**Problem to work on**. Only these lines of the data below are wanted: the one with "of the bridal", the one with "in bouquet and", and any lines between them, each repeated exactly.

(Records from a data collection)
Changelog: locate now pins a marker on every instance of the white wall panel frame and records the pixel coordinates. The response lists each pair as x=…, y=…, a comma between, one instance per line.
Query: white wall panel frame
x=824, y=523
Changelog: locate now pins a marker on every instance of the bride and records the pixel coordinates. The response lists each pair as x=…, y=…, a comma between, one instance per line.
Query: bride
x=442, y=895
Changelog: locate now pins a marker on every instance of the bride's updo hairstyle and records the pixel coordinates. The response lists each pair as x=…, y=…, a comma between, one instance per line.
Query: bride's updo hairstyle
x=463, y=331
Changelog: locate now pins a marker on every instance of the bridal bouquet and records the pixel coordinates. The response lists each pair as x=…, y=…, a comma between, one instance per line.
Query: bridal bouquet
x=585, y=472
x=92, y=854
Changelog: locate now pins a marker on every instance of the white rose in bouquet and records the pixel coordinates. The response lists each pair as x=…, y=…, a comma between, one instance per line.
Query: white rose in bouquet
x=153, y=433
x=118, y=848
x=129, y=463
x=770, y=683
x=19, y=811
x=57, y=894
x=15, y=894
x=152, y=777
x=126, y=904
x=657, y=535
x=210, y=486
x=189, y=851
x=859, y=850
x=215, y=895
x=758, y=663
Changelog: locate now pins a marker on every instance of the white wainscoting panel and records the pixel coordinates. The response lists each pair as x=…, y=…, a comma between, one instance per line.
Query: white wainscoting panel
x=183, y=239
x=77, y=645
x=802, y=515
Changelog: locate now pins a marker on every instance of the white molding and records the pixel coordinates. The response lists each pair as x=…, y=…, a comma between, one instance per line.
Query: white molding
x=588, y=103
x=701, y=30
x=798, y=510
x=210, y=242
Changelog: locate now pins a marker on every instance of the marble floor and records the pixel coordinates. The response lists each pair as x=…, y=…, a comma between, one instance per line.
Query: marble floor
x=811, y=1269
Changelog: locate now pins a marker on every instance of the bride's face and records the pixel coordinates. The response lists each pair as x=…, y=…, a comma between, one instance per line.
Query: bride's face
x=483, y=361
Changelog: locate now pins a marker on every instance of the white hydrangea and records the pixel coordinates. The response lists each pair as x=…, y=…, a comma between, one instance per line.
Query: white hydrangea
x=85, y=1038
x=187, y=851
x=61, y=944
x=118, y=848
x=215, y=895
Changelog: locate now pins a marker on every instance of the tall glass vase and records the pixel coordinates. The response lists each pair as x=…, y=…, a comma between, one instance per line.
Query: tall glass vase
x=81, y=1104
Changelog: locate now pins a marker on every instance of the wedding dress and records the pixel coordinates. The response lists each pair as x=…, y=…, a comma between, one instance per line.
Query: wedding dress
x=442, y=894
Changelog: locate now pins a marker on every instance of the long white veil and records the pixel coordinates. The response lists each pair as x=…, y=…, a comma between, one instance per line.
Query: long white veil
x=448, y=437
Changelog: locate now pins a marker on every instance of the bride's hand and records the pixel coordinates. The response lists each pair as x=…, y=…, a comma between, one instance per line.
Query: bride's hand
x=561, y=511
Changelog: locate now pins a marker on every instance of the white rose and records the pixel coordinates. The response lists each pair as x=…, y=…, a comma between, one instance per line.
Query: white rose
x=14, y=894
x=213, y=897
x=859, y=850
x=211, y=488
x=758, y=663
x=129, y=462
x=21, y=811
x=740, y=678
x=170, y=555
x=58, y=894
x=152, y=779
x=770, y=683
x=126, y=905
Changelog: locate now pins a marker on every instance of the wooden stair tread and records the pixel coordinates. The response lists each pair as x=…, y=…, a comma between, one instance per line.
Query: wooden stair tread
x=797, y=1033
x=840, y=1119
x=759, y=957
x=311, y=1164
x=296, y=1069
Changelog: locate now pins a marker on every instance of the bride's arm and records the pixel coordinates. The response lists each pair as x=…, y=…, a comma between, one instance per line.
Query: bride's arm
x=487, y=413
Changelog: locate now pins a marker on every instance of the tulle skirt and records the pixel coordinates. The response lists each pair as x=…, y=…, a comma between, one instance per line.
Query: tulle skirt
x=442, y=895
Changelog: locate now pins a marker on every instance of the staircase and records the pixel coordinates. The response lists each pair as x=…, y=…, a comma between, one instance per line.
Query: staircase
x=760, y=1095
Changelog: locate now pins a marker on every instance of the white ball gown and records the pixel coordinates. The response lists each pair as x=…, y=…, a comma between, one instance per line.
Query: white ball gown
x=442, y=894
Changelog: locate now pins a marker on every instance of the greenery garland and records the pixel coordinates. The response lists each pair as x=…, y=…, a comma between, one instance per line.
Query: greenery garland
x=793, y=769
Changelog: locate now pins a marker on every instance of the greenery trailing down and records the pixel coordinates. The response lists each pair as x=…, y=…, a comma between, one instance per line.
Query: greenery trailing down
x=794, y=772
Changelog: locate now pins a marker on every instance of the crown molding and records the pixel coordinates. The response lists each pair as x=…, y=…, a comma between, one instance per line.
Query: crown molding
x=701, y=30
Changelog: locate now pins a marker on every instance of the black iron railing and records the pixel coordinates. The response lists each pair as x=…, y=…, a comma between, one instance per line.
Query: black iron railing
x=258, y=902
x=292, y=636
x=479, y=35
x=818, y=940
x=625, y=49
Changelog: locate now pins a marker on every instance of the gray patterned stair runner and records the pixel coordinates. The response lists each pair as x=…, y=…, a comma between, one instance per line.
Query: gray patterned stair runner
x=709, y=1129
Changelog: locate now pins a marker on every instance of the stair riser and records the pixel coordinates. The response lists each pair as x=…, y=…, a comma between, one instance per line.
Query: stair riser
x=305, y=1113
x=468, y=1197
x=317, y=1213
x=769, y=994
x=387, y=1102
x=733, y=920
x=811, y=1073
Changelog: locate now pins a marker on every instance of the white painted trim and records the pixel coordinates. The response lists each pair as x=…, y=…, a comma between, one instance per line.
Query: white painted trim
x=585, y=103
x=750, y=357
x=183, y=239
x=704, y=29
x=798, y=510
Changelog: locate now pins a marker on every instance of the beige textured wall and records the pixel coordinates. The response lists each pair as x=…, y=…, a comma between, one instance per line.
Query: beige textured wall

**Worked solution**.
Changelog: locate now pins a marker on every instance of the bridal bouquet and records the pixel coordinates. The response lists each pair as x=…, y=…, a comma between, one instance per line.
Query: bridal bouquet
x=585, y=472
x=92, y=854
Changelog: locate now pins a marker on every instance of the white rose in bouquet and records the pixel coordinates. The response lists each pair as x=…, y=…, a comma between, one instance per line.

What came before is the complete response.